── Input material

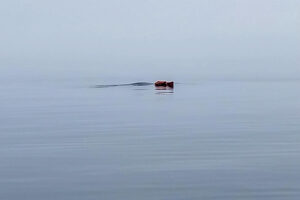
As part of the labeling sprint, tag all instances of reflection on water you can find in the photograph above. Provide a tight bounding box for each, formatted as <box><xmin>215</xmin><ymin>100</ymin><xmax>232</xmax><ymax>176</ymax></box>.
<box><xmin>0</xmin><ymin>81</ymin><xmax>300</xmax><ymax>200</ymax></box>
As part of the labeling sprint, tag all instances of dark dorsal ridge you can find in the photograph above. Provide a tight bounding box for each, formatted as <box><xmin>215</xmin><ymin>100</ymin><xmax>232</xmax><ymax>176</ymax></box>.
<box><xmin>95</xmin><ymin>82</ymin><xmax>153</xmax><ymax>88</ymax></box>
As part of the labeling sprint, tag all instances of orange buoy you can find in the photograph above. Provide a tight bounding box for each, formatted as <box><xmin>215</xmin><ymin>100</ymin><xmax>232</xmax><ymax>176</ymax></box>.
<box><xmin>155</xmin><ymin>81</ymin><xmax>174</xmax><ymax>88</ymax></box>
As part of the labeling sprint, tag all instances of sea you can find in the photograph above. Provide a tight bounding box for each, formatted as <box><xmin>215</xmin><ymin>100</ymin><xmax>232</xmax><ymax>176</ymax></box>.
<box><xmin>0</xmin><ymin>75</ymin><xmax>300</xmax><ymax>200</ymax></box>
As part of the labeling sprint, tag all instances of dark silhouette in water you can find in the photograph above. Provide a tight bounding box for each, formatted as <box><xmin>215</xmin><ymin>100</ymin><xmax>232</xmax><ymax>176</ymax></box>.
<box><xmin>95</xmin><ymin>82</ymin><xmax>154</xmax><ymax>88</ymax></box>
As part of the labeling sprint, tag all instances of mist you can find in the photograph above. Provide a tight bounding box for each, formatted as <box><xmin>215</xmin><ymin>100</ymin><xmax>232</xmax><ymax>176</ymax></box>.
<box><xmin>0</xmin><ymin>0</ymin><xmax>300</xmax><ymax>81</ymax></box>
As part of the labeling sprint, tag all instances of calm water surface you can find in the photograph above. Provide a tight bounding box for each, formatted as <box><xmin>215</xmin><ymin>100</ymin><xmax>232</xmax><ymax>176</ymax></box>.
<box><xmin>0</xmin><ymin>81</ymin><xmax>300</xmax><ymax>200</ymax></box>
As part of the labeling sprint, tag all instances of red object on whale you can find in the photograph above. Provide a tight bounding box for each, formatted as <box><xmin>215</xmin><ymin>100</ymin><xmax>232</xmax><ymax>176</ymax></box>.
<box><xmin>155</xmin><ymin>81</ymin><xmax>174</xmax><ymax>88</ymax></box>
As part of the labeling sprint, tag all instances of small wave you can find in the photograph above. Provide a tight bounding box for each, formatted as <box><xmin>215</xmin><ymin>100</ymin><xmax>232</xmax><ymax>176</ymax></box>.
<box><xmin>94</xmin><ymin>82</ymin><xmax>153</xmax><ymax>88</ymax></box>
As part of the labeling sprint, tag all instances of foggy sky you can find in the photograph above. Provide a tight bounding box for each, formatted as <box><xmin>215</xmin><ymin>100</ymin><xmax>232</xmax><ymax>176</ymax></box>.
<box><xmin>0</xmin><ymin>0</ymin><xmax>300</xmax><ymax>78</ymax></box>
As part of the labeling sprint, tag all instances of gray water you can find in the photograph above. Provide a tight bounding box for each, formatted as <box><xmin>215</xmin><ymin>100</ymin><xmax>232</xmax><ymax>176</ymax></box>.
<box><xmin>0</xmin><ymin>78</ymin><xmax>300</xmax><ymax>200</ymax></box>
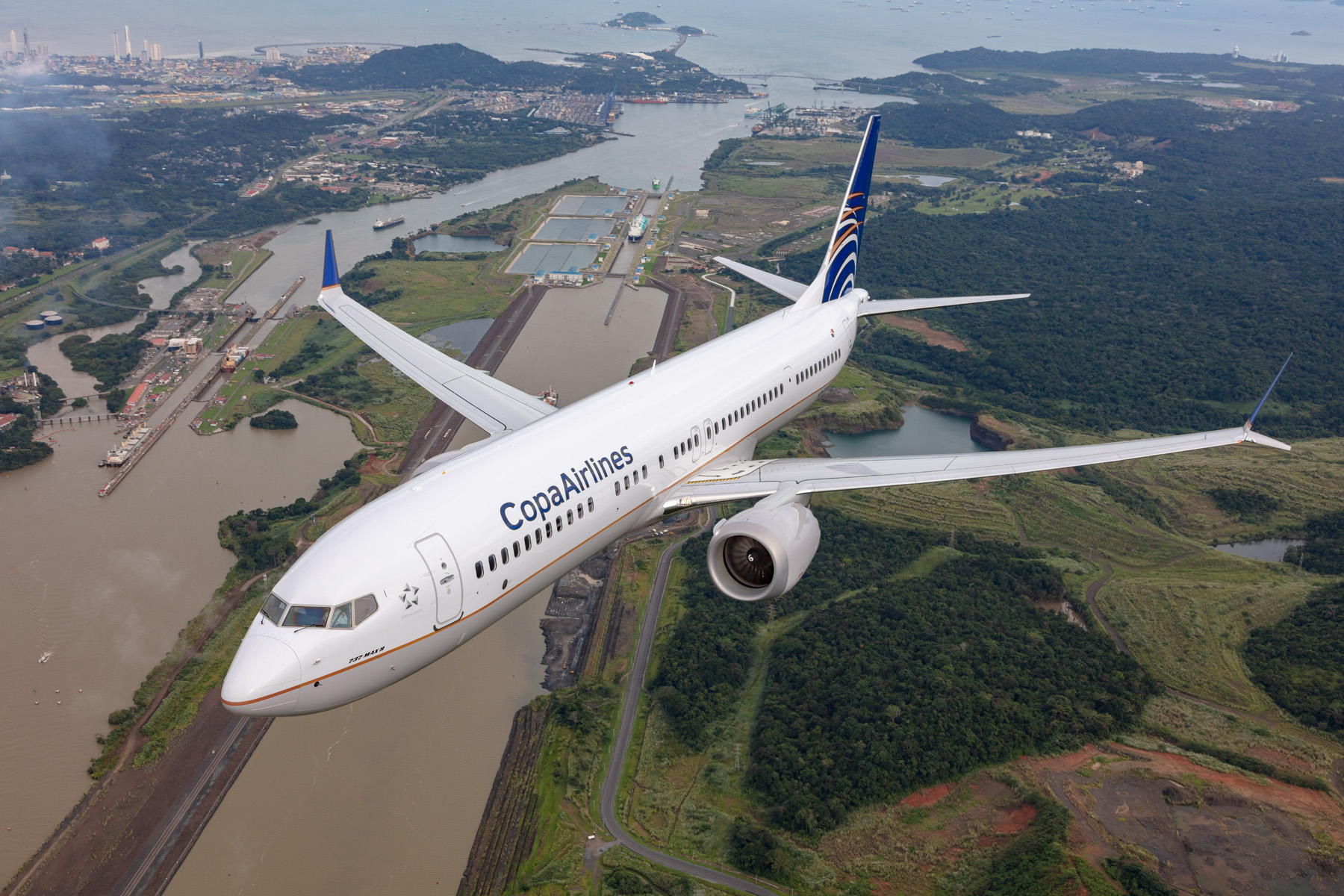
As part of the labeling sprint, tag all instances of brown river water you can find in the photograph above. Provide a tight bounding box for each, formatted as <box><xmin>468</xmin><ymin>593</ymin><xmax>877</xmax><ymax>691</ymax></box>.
<box><xmin>168</xmin><ymin>282</ymin><xmax>667</xmax><ymax>895</ymax></box>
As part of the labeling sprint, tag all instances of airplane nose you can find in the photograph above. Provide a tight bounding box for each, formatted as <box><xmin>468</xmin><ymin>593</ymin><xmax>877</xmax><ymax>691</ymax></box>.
<box><xmin>220</xmin><ymin>632</ymin><xmax>302</xmax><ymax>716</ymax></box>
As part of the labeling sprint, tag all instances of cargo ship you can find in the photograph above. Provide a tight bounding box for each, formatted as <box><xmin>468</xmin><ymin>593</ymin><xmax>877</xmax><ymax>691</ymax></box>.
<box><xmin>629</xmin><ymin>215</ymin><xmax>649</xmax><ymax>243</ymax></box>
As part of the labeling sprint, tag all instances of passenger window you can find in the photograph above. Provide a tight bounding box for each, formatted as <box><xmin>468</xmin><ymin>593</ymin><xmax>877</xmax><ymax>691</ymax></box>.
<box><xmin>332</xmin><ymin>603</ymin><xmax>355</xmax><ymax>629</ymax></box>
<box><xmin>285</xmin><ymin>607</ymin><xmax>331</xmax><ymax>627</ymax></box>
<box><xmin>355</xmin><ymin>596</ymin><xmax>382</xmax><ymax>625</ymax></box>
<box><xmin>261</xmin><ymin>594</ymin><xmax>289</xmax><ymax>625</ymax></box>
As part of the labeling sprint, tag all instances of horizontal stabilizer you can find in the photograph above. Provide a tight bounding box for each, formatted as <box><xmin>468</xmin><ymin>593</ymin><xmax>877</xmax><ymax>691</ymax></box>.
<box><xmin>714</xmin><ymin>258</ymin><xmax>808</xmax><ymax>302</ymax></box>
<box><xmin>859</xmin><ymin>293</ymin><xmax>1031</xmax><ymax>317</ymax></box>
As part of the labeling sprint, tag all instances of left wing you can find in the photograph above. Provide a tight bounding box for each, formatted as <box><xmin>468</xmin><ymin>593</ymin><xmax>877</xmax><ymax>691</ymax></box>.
<box><xmin>317</xmin><ymin>231</ymin><xmax>555</xmax><ymax>435</ymax></box>
<box><xmin>662</xmin><ymin>427</ymin><xmax>1292</xmax><ymax>511</ymax></box>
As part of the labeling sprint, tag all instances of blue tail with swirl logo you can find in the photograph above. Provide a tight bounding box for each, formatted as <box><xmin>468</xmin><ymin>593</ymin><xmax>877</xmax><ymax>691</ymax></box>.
<box><xmin>817</xmin><ymin>116</ymin><xmax>882</xmax><ymax>302</ymax></box>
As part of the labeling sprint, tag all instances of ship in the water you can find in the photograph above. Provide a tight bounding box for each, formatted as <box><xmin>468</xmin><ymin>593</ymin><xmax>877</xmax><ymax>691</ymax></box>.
<box><xmin>629</xmin><ymin>215</ymin><xmax>649</xmax><ymax>243</ymax></box>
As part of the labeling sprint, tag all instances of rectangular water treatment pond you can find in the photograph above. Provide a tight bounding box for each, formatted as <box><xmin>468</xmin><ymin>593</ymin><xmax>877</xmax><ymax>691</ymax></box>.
<box><xmin>551</xmin><ymin>196</ymin><xmax>630</xmax><ymax>217</ymax></box>
<box><xmin>532</xmin><ymin>217</ymin><xmax>615</xmax><ymax>243</ymax></box>
<box><xmin>508</xmin><ymin>243</ymin><xmax>597</xmax><ymax>274</ymax></box>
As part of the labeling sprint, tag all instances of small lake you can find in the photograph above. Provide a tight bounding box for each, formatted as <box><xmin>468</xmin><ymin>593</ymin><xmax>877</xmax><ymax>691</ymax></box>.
<box><xmin>1213</xmin><ymin>538</ymin><xmax>1307</xmax><ymax>563</ymax></box>
<box><xmin>415</xmin><ymin>234</ymin><xmax>504</xmax><ymax>252</ymax></box>
<box><xmin>420</xmin><ymin>317</ymin><xmax>494</xmax><ymax>358</ymax></box>
<box><xmin>825</xmin><ymin>405</ymin><xmax>989</xmax><ymax>457</ymax></box>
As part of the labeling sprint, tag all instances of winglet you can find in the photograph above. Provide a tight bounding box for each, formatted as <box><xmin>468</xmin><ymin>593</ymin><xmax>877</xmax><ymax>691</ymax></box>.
<box><xmin>1242</xmin><ymin>352</ymin><xmax>1293</xmax><ymax>451</ymax></box>
<box><xmin>1246</xmin><ymin>352</ymin><xmax>1293</xmax><ymax>430</ymax></box>
<box><xmin>323</xmin><ymin>230</ymin><xmax>340</xmax><ymax>289</ymax></box>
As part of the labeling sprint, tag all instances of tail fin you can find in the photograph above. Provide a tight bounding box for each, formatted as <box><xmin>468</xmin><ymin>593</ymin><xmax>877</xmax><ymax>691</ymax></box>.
<box><xmin>808</xmin><ymin>116</ymin><xmax>882</xmax><ymax>302</ymax></box>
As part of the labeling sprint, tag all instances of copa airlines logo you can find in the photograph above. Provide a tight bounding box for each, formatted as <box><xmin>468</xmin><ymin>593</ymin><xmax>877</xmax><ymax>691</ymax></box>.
<box><xmin>500</xmin><ymin>445</ymin><xmax>635</xmax><ymax>529</ymax></box>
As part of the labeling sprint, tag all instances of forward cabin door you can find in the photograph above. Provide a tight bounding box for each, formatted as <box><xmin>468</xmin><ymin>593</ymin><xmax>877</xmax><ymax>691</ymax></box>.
<box><xmin>415</xmin><ymin>533</ymin><xmax>462</xmax><ymax>625</ymax></box>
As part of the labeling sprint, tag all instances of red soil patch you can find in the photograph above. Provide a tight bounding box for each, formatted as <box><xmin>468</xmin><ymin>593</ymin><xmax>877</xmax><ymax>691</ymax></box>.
<box><xmin>879</xmin><ymin>314</ymin><xmax>971</xmax><ymax>352</ymax></box>
<box><xmin>995</xmin><ymin>805</ymin><xmax>1036</xmax><ymax>834</ymax></box>
<box><xmin>897</xmin><ymin>785</ymin><xmax>951</xmax><ymax>809</ymax></box>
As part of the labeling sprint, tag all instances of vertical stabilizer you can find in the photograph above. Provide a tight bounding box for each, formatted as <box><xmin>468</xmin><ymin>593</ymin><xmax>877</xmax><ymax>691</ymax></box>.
<box><xmin>800</xmin><ymin>116</ymin><xmax>882</xmax><ymax>304</ymax></box>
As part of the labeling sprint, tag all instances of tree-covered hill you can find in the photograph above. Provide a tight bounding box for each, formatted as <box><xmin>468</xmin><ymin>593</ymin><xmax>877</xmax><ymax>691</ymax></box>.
<box><xmin>783</xmin><ymin>99</ymin><xmax>1344</xmax><ymax>438</ymax></box>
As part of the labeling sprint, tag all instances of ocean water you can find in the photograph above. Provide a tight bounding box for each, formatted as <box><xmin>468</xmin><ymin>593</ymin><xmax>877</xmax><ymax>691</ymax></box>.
<box><xmin>10</xmin><ymin>0</ymin><xmax>1344</xmax><ymax>73</ymax></box>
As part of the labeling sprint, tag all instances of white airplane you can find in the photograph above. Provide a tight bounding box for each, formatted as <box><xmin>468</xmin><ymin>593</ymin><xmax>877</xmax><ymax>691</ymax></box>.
<box><xmin>223</xmin><ymin>116</ymin><xmax>1289</xmax><ymax>716</ymax></box>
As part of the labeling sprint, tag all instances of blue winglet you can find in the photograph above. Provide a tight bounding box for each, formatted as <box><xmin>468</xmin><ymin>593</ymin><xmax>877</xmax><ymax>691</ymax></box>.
<box><xmin>323</xmin><ymin>230</ymin><xmax>340</xmax><ymax>289</ymax></box>
<box><xmin>1246</xmin><ymin>352</ymin><xmax>1293</xmax><ymax>430</ymax></box>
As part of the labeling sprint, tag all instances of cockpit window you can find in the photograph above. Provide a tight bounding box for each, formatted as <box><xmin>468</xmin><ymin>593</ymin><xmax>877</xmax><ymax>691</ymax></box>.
<box><xmin>261</xmin><ymin>594</ymin><xmax>289</xmax><ymax>625</ymax></box>
<box><xmin>332</xmin><ymin>603</ymin><xmax>355</xmax><ymax>629</ymax></box>
<box><xmin>285</xmin><ymin>607</ymin><xmax>332</xmax><ymax>626</ymax></box>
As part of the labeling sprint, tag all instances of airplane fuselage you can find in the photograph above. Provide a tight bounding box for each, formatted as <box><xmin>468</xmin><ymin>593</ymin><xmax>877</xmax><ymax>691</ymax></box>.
<box><xmin>223</xmin><ymin>290</ymin><xmax>865</xmax><ymax>716</ymax></box>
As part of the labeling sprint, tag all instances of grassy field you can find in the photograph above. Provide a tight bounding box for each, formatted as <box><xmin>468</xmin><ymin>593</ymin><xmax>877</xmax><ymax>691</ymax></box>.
<box><xmin>915</xmin><ymin>184</ymin><xmax>1051</xmax><ymax>215</ymax></box>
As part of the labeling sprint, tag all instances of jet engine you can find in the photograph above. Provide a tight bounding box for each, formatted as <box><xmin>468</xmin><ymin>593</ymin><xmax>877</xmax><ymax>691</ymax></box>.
<box><xmin>709</xmin><ymin>498</ymin><xmax>821</xmax><ymax>600</ymax></box>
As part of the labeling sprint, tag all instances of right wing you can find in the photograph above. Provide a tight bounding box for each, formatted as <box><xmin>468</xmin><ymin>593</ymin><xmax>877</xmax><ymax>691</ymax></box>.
<box><xmin>662</xmin><ymin>426</ymin><xmax>1292</xmax><ymax>511</ymax></box>
<box><xmin>317</xmin><ymin>231</ymin><xmax>555</xmax><ymax>435</ymax></box>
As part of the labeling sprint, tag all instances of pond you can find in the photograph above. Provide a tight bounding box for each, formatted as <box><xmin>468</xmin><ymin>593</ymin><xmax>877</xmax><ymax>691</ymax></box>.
<box><xmin>825</xmin><ymin>405</ymin><xmax>989</xmax><ymax>457</ymax></box>
<box><xmin>420</xmin><ymin>317</ymin><xmax>494</xmax><ymax>358</ymax></box>
<box><xmin>1213</xmin><ymin>538</ymin><xmax>1307</xmax><ymax>563</ymax></box>
<box><xmin>415</xmin><ymin>234</ymin><xmax>504</xmax><ymax>252</ymax></box>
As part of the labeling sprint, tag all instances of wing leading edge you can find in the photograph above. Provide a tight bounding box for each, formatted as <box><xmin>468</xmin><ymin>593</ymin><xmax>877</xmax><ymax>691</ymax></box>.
<box><xmin>664</xmin><ymin>426</ymin><xmax>1292</xmax><ymax>511</ymax></box>
<box><xmin>317</xmin><ymin>231</ymin><xmax>555</xmax><ymax>435</ymax></box>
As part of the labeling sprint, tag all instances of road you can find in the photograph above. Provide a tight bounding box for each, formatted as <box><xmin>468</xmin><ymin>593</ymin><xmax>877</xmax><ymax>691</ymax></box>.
<box><xmin>600</xmin><ymin>514</ymin><xmax>780</xmax><ymax>896</ymax></box>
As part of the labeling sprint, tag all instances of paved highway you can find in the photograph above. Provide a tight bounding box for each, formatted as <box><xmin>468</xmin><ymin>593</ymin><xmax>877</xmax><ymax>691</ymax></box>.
<box><xmin>600</xmin><ymin>514</ymin><xmax>780</xmax><ymax>896</ymax></box>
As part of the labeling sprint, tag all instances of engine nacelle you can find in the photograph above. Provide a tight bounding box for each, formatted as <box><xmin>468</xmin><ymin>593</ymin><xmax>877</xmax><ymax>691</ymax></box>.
<box><xmin>709</xmin><ymin>498</ymin><xmax>821</xmax><ymax>600</ymax></box>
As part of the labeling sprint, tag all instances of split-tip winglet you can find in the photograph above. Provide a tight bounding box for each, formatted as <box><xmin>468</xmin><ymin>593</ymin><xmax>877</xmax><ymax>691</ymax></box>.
<box><xmin>1242</xmin><ymin>352</ymin><xmax>1293</xmax><ymax>451</ymax></box>
<box><xmin>323</xmin><ymin>230</ymin><xmax>340</xmax><ymax>289</ymax></box>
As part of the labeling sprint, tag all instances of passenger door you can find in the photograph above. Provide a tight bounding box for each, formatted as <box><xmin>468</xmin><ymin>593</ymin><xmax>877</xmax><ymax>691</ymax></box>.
<box><xmin>415</xmin><ymin>533</ymin><xmax>462</xmax><ymax>625</ymax></box>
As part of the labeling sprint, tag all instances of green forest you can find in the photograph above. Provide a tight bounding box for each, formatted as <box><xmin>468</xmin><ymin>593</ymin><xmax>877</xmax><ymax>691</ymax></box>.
<box><xmin>783</xmin><ymin>99</ymin><xmax>1344</xmax><ymax>438</ymax></box>
<box><xmin>60</xmin><ymin>313</ymin><xmax>158</xmax><ymax>392</ymax></box>
<box><xmin>1245</xmin><ymin>583</ymin><xmax>1344</xmax><ymax>732</ymax></box>
<box><xmin>648</xmin><ymin>508</ymin><xmax>1156</xmax><ymax>838</ymax></box>
<box><xmin>0</xmin><ymin>109</ymin><xmax>363</xmax><ymax>252</ymax></box>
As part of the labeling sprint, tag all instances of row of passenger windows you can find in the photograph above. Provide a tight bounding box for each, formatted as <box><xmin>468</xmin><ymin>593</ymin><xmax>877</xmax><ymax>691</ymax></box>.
<box><xmin>659</xmin><ymin>383</ymin><xmax>783</xmax><ymax>466</ymax></box>
<box><xmin>476</xmin><ymin>494</ymin><xmax>597</xmax><ymax>579</ymax></box>
<box><xmin>793</xmin><ymin>349</ymin><xmax>840</xmax><ymax>383</ymax></box>
<box><xmin>615</xmin><ymin>464</ymin><xmax>649</xmax><ymax>494</ymax></box>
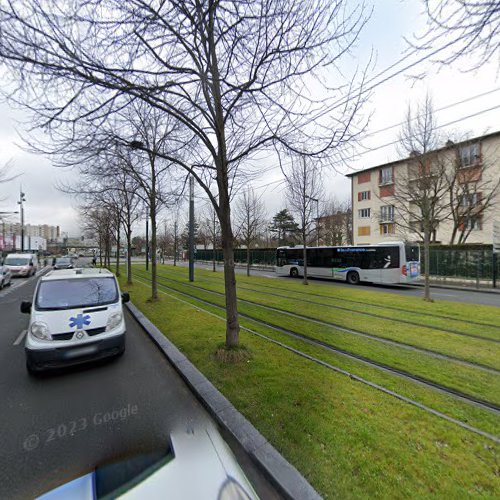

────

The task -> Gather every line of the rows above that contains the string "horizontal", and list them in their original order.

Expected output ->
As part of the labeling sprint, tag all instances of horizontal stabilizer you can find in the photograph above. Provide a tight bounding box for each, formatted as <box><xmin>468</xmin><ymin>593</ymin><xmax>877</xmax><ymax>691</ymax></box>.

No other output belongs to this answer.